* **WRITTEN TASKS**
(a) Can you rewrite the paragraph in the forum thread on 2010 Roval wheels that begins "well I looked at the 2010 Spec book today" as a short list that keeps its main facts?
(b) Do these statements agree with the forum thread on 2010 Roval wheels? Answer yes or no for each, and quote the deciding words of the thread. (i) Dr_John says the wheels were supposed to debut for 2009. (ii) Specialized teamed up with Shimano to produce rims. (iii) The Rapid SL weighs 1595 grams.

* **TEXT TO READ**

>>>>>

# 2010 Roval Wheels, Going Tubeless??



## rollin nolan (Jun 22, 2007)

Specialized has come out with a Road Tubeless version of their S-Works Mondo tire. It seems safe to assume that they would come out with some Roval wheels to go with them, especially considering the limited selection of tubeless wheels on the market. Here's a pic of the new Tarmac SL3 sporting some carbon wheels with an aluminum breaking surface. 









If you look real close the logo on that tire looks a lot like the logo on the Tubeless Mondo. Except without the red tread of course.


----------



## rollin nolan (Jun 22, 2007)

Well I don't know why my second picture didn't work, but it's at: http://www.specialized.com/us/en/bc/SBCEqProduct.jsp?spid=44924


----------



## Dr_John (Oct 11, 2005)

This was announced quite some time ago. They were supposed debut for 2009:

http://www.velonews.com/article/78936


----------



## rollin nolan (Jun 22, 2007)

Oh yeah. I remember that article. Spec teamed up with Campy to produce rims. They're just coming out a year late.


----------



## rollin nolan (Jun 22, 2007)

................well I looked at the 2010 Spec book today. That is not a tubeless wheel  It's a 1595 gram alum/carbon clincher called the Rapid SL. They didn't show any tubeless wheels in the catelog. But why would they private label a Hutchinson tubeless tire unless they were going to have a tubeless wheel available. Hopefully I'm missing something or they'll have a mid-year release.


----------

<<<<<

Collection entries
>>>>>

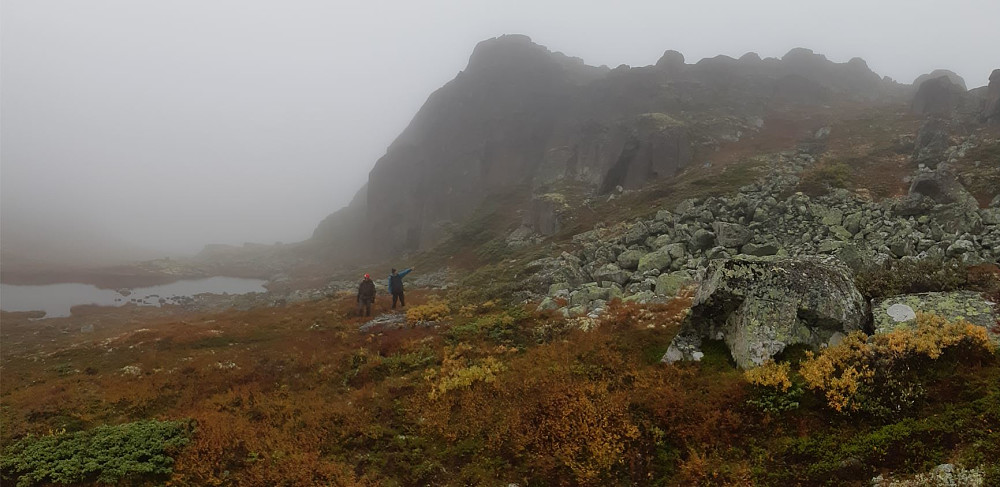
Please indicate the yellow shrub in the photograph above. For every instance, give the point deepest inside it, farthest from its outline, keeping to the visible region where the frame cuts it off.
(427, 312)
(772, 375)
(862, 368)
(459, 372)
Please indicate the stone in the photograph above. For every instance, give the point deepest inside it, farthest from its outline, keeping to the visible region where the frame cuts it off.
(611, 272)
(759, 250)
(901, 312)
(852, 223)
(990, 216)
(760, 306)
(960, 247)
(555, 288)
(732, 235)
(637, 234)
(828, 216)
(889, 314)
(991, 108)
(657, 260)
(937, 96)
(675, 250)
(671, 283)
(548, 304)
(629, 259)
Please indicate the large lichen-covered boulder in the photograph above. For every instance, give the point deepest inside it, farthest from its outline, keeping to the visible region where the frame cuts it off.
(901, 311)
(760, 306)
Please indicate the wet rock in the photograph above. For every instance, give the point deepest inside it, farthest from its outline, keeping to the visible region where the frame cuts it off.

<<<<<

* **ANSWER SET**
(a)
- The poster looked at the 2010 Specialized book.
- The wheel in the picture is not tubeless. It is the Rapid SL, a 1595-gram aluminum/carbon clincher.
- The catalog shows no tubeless wheels.
- The poster asks why Specialized would private-label a Hutchinson tubeless tire unless a tubeless wheel were coming.
- The poster hopes something was missed or that there will be a mid-year release.

(b)
(i) Yes: "They were supposed debut for 2009"
(ii) No: "Spec teamed up with Campy to produce rims."
(iii) Yes: "It's a 1595 gram alum/carbon clincher called the Rapid SL."